◆ Problem details
Reproduce, exactly and in full, the lines from the one with "One point per instance of the red" through the one with "pixel 41 132" in the data below; drop pictures.

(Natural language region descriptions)

%%

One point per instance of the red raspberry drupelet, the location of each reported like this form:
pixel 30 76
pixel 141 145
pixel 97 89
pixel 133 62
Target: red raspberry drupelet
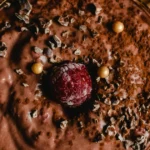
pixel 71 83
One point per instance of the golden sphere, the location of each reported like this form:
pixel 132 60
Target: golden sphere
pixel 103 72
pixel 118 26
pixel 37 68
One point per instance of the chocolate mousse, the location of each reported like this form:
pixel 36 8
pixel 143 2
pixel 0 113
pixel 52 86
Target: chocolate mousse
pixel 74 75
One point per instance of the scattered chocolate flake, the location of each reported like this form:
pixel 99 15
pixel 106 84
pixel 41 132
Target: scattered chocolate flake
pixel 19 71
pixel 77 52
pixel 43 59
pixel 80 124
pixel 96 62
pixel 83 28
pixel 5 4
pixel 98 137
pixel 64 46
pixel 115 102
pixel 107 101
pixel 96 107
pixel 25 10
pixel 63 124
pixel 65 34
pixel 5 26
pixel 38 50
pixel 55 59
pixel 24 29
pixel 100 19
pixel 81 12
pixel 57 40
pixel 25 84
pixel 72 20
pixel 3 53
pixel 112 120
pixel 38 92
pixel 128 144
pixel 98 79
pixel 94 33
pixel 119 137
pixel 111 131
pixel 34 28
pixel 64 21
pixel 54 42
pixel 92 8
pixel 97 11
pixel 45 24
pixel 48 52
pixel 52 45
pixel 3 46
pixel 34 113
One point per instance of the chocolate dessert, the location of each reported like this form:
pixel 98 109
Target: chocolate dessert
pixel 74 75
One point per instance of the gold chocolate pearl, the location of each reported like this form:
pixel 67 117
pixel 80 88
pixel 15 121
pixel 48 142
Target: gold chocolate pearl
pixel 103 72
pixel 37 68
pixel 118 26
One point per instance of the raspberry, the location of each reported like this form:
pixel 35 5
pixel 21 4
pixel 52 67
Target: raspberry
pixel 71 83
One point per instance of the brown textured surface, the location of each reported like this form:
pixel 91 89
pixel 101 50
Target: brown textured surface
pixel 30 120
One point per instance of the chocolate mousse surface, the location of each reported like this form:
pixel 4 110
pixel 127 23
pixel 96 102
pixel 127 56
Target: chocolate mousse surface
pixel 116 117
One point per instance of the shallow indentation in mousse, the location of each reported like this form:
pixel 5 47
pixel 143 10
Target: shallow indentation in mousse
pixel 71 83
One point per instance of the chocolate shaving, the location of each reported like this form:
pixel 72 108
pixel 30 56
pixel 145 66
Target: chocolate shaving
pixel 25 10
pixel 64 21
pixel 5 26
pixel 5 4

%%
%%

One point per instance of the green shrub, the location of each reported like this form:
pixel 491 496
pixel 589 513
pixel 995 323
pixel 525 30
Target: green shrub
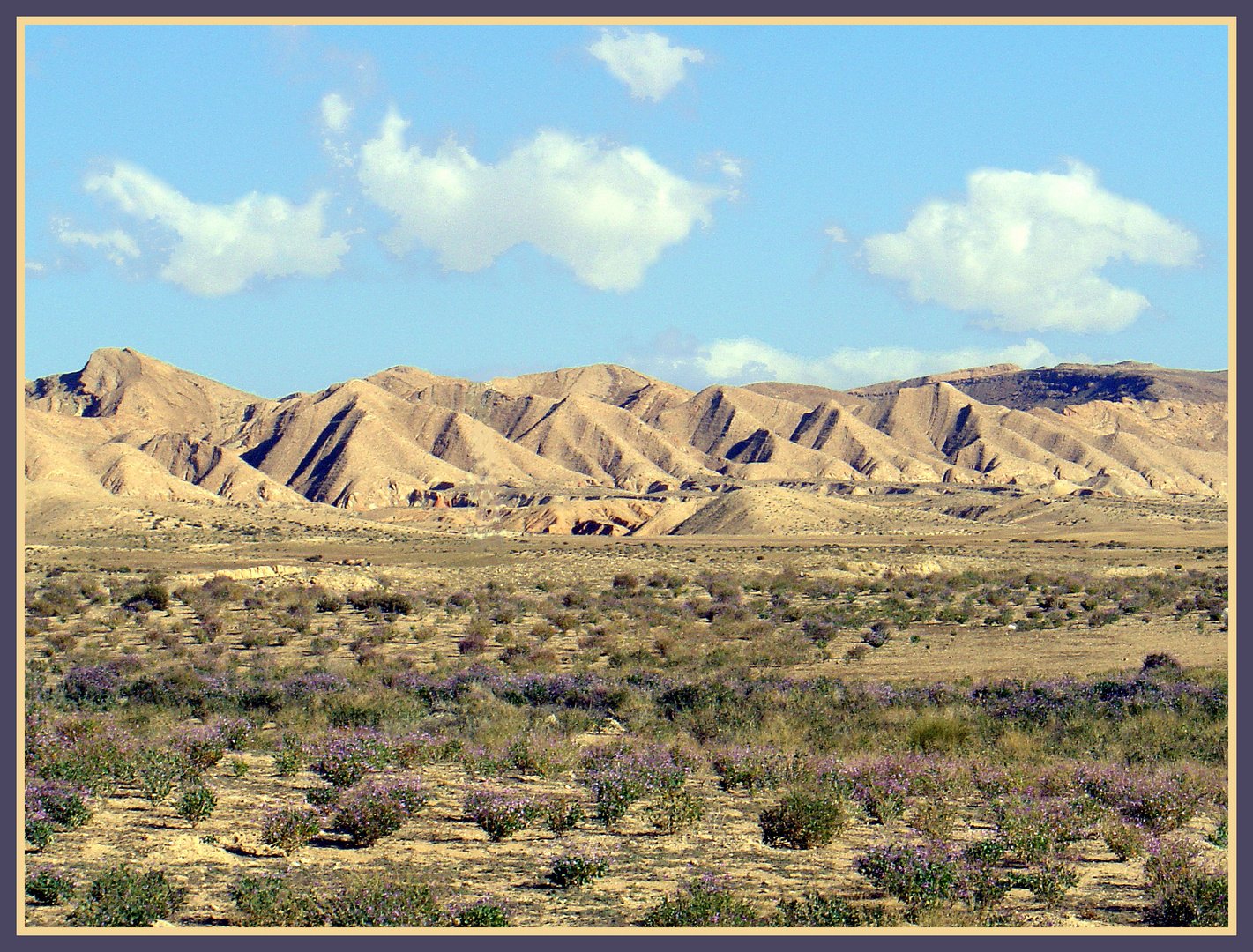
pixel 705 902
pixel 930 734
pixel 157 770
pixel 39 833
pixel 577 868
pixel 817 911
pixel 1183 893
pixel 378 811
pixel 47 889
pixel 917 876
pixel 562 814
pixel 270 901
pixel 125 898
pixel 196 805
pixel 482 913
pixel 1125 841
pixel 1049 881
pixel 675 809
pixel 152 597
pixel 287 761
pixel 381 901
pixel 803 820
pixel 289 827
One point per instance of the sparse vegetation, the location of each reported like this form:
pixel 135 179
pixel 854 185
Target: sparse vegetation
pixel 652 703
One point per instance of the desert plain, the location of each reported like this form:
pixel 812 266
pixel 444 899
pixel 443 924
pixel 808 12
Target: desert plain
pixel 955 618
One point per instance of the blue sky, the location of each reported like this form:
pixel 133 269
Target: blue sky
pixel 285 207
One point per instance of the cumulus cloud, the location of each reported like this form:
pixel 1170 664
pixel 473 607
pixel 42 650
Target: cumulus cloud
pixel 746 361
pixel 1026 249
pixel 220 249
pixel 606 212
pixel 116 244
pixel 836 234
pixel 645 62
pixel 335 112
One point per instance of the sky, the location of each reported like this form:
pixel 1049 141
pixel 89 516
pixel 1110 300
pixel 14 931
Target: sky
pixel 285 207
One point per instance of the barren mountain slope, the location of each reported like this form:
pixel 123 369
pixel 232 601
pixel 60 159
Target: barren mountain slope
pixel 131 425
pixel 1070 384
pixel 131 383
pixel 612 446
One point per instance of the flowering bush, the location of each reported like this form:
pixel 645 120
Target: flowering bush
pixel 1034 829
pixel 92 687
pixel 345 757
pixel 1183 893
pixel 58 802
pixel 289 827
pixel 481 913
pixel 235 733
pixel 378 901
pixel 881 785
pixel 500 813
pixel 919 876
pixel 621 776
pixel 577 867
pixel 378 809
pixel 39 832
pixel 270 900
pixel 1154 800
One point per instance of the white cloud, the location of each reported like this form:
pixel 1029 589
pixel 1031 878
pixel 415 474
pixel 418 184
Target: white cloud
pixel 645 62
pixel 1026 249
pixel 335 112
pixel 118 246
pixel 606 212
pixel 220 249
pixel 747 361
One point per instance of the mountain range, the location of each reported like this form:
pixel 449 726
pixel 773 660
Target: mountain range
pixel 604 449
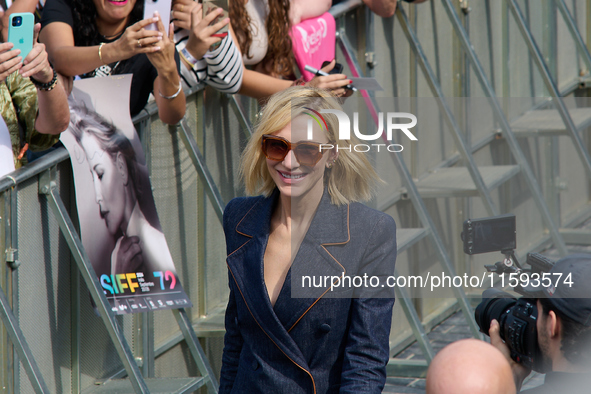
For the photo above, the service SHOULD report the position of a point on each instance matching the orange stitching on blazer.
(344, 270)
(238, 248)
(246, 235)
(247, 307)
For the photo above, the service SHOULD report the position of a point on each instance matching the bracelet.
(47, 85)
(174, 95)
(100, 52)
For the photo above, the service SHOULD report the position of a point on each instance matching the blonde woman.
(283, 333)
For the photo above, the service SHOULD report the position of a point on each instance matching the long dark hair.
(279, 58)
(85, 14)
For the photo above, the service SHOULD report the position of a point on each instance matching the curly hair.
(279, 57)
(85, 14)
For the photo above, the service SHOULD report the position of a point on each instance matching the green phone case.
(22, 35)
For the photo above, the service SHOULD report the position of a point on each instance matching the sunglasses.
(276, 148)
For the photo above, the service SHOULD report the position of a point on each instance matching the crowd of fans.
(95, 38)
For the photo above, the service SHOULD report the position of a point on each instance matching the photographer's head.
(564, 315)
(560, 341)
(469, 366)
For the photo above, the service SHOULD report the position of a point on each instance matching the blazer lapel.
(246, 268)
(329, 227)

%%
%%

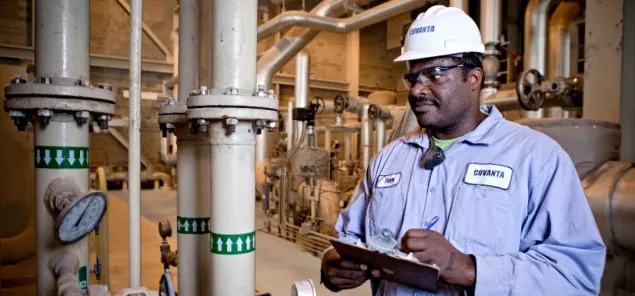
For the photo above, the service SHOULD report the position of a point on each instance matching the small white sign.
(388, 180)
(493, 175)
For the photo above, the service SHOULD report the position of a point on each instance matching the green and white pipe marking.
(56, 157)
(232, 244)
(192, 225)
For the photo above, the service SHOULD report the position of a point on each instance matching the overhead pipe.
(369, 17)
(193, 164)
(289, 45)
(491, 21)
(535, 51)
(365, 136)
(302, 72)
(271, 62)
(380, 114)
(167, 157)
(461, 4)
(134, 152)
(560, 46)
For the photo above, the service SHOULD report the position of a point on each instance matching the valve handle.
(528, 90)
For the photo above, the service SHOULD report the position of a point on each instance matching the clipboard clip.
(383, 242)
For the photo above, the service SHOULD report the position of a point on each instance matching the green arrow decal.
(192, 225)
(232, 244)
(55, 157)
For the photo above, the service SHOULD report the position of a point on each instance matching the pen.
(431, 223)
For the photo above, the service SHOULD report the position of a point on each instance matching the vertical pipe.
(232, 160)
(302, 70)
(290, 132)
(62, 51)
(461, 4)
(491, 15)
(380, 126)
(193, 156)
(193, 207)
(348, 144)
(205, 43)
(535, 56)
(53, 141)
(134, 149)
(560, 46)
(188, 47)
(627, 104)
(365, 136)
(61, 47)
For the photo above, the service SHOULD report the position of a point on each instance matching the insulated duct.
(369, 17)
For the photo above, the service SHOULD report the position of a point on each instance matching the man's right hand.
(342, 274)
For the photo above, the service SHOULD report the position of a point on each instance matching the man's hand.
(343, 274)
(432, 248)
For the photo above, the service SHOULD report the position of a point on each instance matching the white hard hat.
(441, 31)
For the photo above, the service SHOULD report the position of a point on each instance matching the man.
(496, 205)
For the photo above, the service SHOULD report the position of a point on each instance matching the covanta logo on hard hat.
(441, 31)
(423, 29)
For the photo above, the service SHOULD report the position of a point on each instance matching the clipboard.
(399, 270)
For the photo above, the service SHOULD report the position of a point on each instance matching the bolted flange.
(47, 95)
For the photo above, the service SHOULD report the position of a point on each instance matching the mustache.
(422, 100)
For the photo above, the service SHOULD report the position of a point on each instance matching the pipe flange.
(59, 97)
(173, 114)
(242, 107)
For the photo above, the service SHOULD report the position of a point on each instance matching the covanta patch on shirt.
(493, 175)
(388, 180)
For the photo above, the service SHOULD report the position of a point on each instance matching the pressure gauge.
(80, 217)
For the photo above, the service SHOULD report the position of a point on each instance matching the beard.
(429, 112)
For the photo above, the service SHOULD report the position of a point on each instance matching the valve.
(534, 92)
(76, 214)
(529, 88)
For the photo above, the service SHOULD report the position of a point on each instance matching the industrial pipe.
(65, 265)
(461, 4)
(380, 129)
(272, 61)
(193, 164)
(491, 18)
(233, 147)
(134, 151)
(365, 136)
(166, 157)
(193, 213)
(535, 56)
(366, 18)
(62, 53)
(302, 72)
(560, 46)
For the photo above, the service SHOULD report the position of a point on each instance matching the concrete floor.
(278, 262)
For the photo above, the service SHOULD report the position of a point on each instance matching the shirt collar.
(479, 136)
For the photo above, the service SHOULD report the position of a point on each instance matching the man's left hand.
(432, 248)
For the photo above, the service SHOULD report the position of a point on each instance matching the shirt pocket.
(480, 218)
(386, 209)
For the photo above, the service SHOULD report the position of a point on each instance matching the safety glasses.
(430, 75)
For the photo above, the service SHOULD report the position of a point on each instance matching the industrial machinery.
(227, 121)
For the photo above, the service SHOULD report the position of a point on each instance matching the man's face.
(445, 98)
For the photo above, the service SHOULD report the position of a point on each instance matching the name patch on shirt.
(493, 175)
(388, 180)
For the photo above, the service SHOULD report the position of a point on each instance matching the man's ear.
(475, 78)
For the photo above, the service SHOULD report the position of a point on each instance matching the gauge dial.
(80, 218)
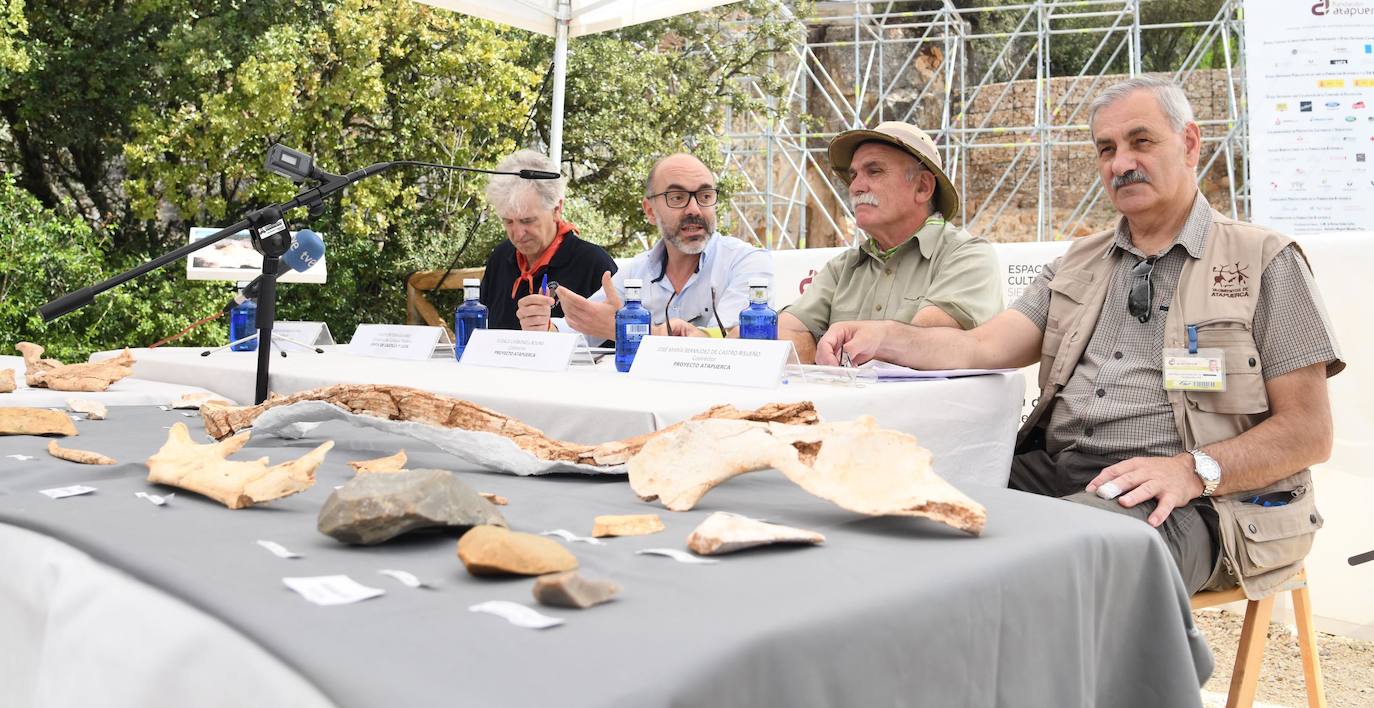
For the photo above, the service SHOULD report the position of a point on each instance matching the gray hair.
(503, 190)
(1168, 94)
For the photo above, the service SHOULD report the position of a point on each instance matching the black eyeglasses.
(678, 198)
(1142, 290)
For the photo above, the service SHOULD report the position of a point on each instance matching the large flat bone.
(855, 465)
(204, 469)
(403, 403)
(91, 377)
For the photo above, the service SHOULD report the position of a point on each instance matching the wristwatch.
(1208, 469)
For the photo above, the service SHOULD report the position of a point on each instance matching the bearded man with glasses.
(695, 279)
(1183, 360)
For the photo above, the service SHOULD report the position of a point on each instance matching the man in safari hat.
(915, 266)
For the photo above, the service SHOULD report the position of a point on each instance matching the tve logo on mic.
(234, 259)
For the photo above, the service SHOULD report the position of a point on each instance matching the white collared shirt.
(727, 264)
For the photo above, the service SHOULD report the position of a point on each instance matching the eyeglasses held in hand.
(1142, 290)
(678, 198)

%%

◆ Result
One point per instance of the red raspberry drupelet, the location of each reported like this form:
pixel 30 76
pixel 141 145
pixel 97 89
pixel 133 62
Target: red raspberry drupelet
pixel 71 83
One point per instance of the golden sphere, the location of each reported like this form:
pixel 132 60
Target: golden sphere
pixel 103 72
pixel 118 26
pixel 37 68
One point per instance of the chocolate mousse, the location of each reported like this form:
pixel 36 8
pixel 143 2
pixel 0 113
pixel 52 86
Target: chocolate mousse
pixel 74 75
One point per instance of the scattered chocolate flake, the location of each reported like this form:
pixel 99 15
pixel 106 84
pixel 41 132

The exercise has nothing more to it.